#### [Selected extract]
********
Roger L. Simon

Now for Something Completely Different

In a WSJ oped this morning that is likely to raise more than a few eyebrows, Bruce Gilley makes what he acknowledges is “An Immodest Proposal,” advocating a Chinese invasion of North Korea on “humanitarian grounds.” My first, perhaps a tad sarcastic, reaction was that someone should call Richard Gere, but, as many of us know, the great defender of Tibet is otherwise engaged.

But I wondered, after a moment’s reflection, whether Gilley actually made sense in his rash proposal. While I am some distance from picking up the cudgels (as if that would matter) for this idea, I am not prepared either completely to dismiss it. As he points out:

Seldom has there been a regime more deserving of being overthrown on humanitarian grounds. North Korea is one of the great disasters of our time. A famine from 1995 to 1998 killed between 600,000 and one million people — 4% of the population. Even today a third of the population is malnourished. Basic rights simply do not exist. All of this is because of a cruel and unreformed communist regime that makes Saddam’s Iraq look like a paragon of justice. As if these humanitarian considerations were not enough, North Korea’s nuclear programs pose a major threat to world peace and raise the specter of proliferation of WMD. So too do its biological and chemical-weapons programs, which have so far received far less international attention. In short, there is a firm basis for a just war to topple Kim Jong Il.
********
#### [Dataset content]
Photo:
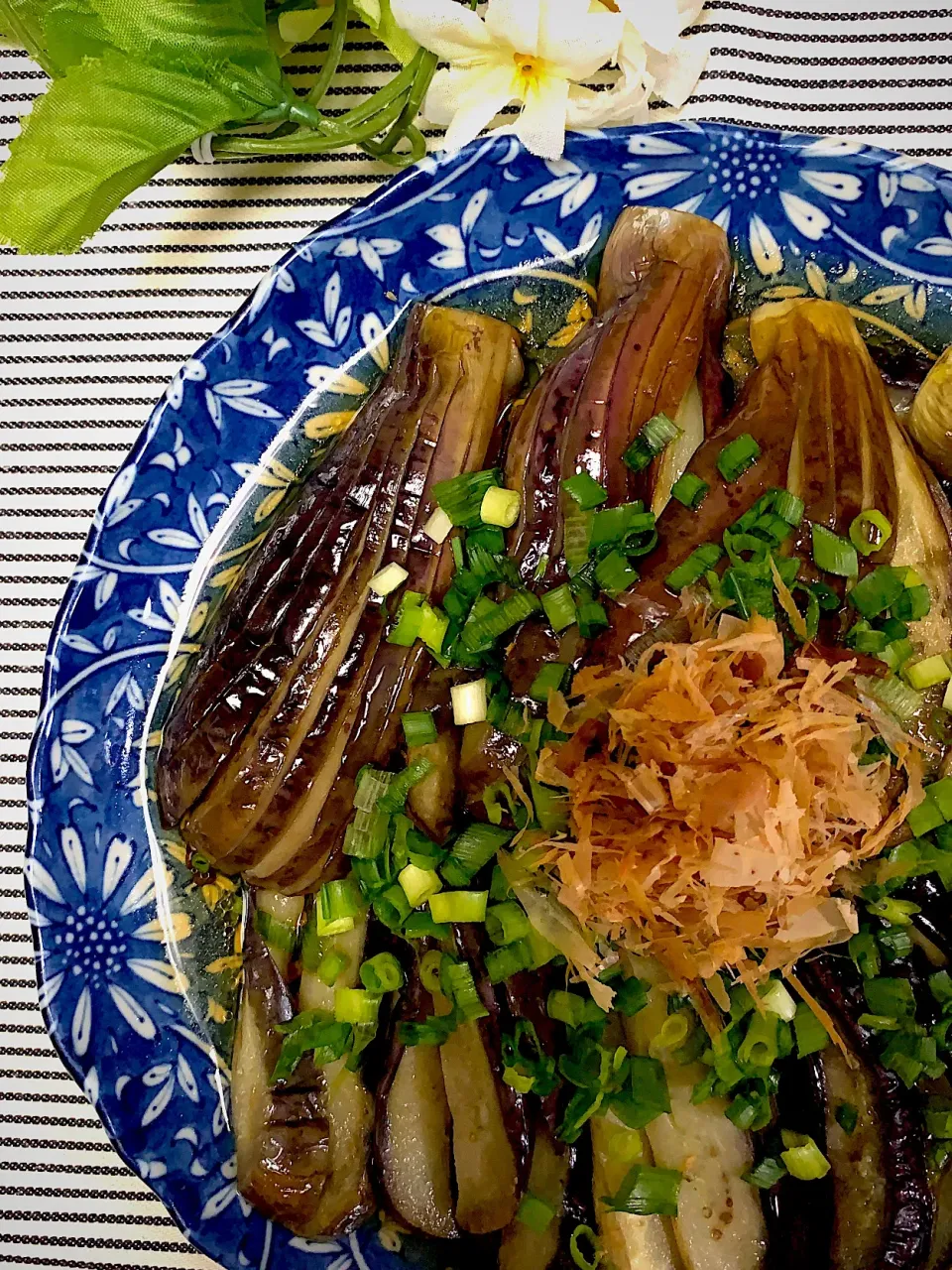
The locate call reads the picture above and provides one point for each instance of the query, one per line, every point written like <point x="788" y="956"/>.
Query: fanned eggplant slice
********
#### [Activity 1]
Quote the post about Gilley's proposal between "In a WSJ oped" and "is otherwise engaged.", inclusive.
#### [Activity 2]
According to the post about Gilley's proposal, what fraction of North Korea's population is malnourished even today?
#### [Activity 3]
Proceed with the post about Gilley's proposal from the point where it stops.

#### [Reply 1]
In a WSJ oped this morning that is likely to raise more than a few eyebrows, Bruce Gilley makes what he acknowledges is “An Immodest Proposal,” advocating a Chinese invasion of North Korea on “humanitarian grounds.” My first, perhaps a tad sarcastic, reaction was that someone should call Richard Gere, but, as many of us know, the great defender of Tibet is otherwise engaged.

#### [Reply 2]
A third of the population.

#### [Reply 3]
It also seems indisputable that the Chinese are by far the best placed to undertake such an action. Of course, the specter of the “Red Dragon” expanding its power as it did with the Tibetans gives pause. But Gilley seems to be implying that China has changed sufficiently and that an invasion of this nature might induce further change, encouraging the great Asian power to demonstrate its magnanimity.

Well, it’s hard to come to a conclusion about something like this at such short notice – to say the least. But Gilley certainly deserves plaudits for “thinking out of the box.”